WHAT THIS TASK INVOLVES: The word "base" appears in some lines of the records below; state how many lines, and nothing else.

(Records contained in a dataset)

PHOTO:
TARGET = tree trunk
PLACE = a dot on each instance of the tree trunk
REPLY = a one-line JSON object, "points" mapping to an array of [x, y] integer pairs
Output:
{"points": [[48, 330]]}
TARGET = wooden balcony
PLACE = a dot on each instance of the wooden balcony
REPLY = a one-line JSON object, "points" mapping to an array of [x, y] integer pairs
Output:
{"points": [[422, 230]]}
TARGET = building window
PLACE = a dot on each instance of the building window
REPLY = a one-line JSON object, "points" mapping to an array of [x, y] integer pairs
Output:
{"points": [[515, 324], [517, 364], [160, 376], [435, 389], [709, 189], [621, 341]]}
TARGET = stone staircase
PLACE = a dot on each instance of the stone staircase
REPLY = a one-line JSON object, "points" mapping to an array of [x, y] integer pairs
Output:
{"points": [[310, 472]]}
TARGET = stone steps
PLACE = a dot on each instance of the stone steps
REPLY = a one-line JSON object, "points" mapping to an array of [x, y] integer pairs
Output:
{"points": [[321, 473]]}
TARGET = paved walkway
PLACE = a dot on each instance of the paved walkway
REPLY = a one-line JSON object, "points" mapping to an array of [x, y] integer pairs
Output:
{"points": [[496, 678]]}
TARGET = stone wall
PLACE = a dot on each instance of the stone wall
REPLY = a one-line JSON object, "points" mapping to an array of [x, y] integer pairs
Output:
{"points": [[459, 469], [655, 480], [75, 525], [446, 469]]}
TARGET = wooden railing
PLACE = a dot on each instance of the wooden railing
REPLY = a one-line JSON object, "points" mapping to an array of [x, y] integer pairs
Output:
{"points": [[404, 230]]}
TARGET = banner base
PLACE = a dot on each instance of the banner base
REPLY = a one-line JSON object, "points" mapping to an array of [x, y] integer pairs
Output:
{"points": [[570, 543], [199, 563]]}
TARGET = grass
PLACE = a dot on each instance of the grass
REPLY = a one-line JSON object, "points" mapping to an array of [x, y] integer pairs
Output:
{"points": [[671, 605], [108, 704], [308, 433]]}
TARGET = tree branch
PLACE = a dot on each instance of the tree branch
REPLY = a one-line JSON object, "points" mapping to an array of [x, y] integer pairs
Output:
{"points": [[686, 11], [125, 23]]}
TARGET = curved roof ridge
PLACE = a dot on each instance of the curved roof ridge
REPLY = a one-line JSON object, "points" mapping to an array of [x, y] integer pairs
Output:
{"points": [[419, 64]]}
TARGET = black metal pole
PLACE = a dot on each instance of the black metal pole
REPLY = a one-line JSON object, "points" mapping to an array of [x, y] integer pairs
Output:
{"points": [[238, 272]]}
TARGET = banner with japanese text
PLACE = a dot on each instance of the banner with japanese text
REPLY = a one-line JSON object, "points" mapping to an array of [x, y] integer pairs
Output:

RESULT OF THE EXERCISE: 2